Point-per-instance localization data
========================

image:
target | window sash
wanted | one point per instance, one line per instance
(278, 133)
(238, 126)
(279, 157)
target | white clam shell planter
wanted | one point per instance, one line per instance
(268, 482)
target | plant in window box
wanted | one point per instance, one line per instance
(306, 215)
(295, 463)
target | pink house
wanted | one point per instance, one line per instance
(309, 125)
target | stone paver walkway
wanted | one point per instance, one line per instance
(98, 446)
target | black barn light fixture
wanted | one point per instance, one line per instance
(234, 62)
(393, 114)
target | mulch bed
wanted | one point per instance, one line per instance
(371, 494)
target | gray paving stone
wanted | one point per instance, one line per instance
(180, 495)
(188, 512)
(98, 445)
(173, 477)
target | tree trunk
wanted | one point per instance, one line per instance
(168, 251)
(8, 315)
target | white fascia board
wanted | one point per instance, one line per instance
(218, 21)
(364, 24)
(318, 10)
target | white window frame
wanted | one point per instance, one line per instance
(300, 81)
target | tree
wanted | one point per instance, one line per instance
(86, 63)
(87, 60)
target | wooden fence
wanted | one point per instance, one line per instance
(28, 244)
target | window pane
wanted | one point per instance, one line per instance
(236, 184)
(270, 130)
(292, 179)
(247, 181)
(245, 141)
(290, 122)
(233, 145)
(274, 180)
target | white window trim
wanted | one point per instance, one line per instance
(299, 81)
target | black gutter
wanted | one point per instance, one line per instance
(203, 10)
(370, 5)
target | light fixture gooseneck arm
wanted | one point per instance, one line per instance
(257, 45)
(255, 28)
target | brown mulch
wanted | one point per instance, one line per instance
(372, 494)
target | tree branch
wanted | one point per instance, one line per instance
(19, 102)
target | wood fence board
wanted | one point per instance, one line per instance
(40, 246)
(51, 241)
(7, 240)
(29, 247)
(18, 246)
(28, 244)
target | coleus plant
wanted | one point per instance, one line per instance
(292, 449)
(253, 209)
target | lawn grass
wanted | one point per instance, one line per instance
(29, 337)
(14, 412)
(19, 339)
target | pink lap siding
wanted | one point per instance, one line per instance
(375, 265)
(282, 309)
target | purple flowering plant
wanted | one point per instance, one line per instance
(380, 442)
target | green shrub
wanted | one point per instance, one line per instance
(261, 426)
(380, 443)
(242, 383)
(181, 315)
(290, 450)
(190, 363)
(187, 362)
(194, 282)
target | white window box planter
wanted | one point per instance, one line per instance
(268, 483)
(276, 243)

========================

WHAT YOU SHOULD DO -> List all lines above in which the string "white" appears.

FINISHED TASK ->
target | white clam shell planter
target | white fascia board
target | white window frame
target | white window trim
target | white window box planter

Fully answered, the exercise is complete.